Part 1's three gaps — state awareness, stopping condition, and escalation path — all had structural answers here.

How those pieces actually compose into a working agent is Part 6's full build. For now, the point is just: the system did things in the right order, with the right checks, and used composition where the broken agent used prompt stuffing.

What Changed Is the Loop, Not the Model

The model is one component. The agent is the system you build around it.

The simplest accurate way to describe an agent is: a loop that runs the model multiple times, with state that carries across turns and tools that let the model do things in the world.

The loop has five recognizable steps:

Observe → decide → act → check → repeat.

Step What happens
Observe Gather the current state — request, prior turns, last tool result, what's known.
Decide The model picks the next step: call a tool, ask the user, or stop.
Act The chosen step runs — a tool fires, a message goes out, a decision is recorded.
Check The result comes back. The next observation includes it.
Repeat Until done, blocked, or escalated.

That's the shape. It's not exotic. The loop itself is simple.

What makes an agent an agent is not the cleverness of the loop. It's the fact that the model gets to decide which step to take on every iteration. That's the move. Not a fixed script. Not a hard-coded flow. The model decides — within the boundaries the system gave it.

(The mechanics of how the loop actually works — state, stopping conditions, context as a finite resource — is Part 3. For now, just hold the shape.)

The "different system" from earlier was running this kind of loop. The loop created room to read state before attempting cancellation. In some systems, the model may choose that step. In others, the system may require it as a gate. Either way, the important point is that the agent does not jump straight from request to action.

For contrast: a workflow runs steps the developer wrote in advance. An agent decides each step at runtime. Same pieces — different wiring. The diagram makes the difference visible.

■ ■ ■ ■ ■

- _WORK INSTRUCTIONS_
Write the next part of the text on agent loops and workflows, starting after its final sentence. You won't need the lines after this text.

■ ■ ■ ■ ■

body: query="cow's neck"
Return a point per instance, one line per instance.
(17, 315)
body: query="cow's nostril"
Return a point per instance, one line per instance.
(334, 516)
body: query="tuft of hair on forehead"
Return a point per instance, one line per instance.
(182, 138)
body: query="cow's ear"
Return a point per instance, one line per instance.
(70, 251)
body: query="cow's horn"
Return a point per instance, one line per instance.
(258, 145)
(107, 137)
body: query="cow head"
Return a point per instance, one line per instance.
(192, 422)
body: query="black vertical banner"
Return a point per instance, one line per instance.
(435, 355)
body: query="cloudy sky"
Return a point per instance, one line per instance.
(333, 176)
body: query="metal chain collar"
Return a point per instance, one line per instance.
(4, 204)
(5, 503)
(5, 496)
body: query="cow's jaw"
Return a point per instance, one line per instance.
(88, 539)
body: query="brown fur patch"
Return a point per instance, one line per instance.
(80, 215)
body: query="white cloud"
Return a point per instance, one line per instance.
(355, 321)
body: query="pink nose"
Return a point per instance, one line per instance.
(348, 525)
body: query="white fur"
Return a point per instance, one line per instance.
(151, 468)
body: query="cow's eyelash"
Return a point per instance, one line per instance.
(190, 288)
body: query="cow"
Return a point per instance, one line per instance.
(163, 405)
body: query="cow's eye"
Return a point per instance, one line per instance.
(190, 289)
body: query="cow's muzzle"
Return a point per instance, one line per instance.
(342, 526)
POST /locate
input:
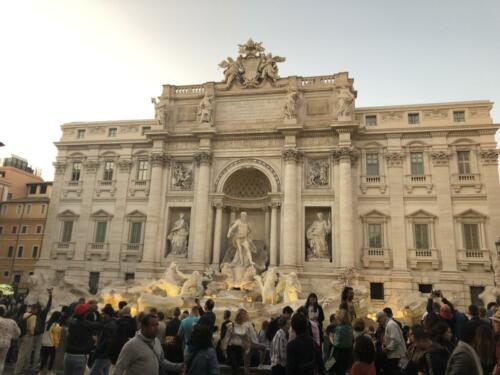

■ ■ ■ ■ ■

- _THE ANSWER_
Workflow vs. Agent — Same parts, different wiring. The workflow shows a fixed path from input to LLM, tool, LLM, and output, where the developer defines the steps. The agent shows an LLM calling a tool, receiving an observation, and looping back until done, with a dashed exit to output. The same LLM and tool pieces can exist in both systems; the difference is who decides the next step.

Workflow vs. Agent — Same parts, different wiring.

Agents Compose Three Practical Primitives

An agent doesn't need to invent its capabilities from scratch. It composes three primitives that you've probably already encountered:

MCP — for acting.
Standardized way for the agent to call tools that do things in the world: query a database, call an API, run a calculation, send an email. The agent's "verbs."

This is the same MCP covered in the MCP in Practice series. New to MCP? You do not need that background to follow this article. For now, the mental model is enough: MCP helps the agent invoke tools through a clean protocol.

RAG — for knowing.
Retrieval that brings outside knowledge into the agent's context when it needs it: company policies, product documentation, historical case notes, eligibility rules.

This is the same RAG covered in the RAG in Practice series. New to RAG? Same here — this article is self-contained. For now, the mental model is enough: RAG helps the agent ground decisions in retrieved facts instead of relying only on what the model was trained on.

Skills — for following reusable procedures.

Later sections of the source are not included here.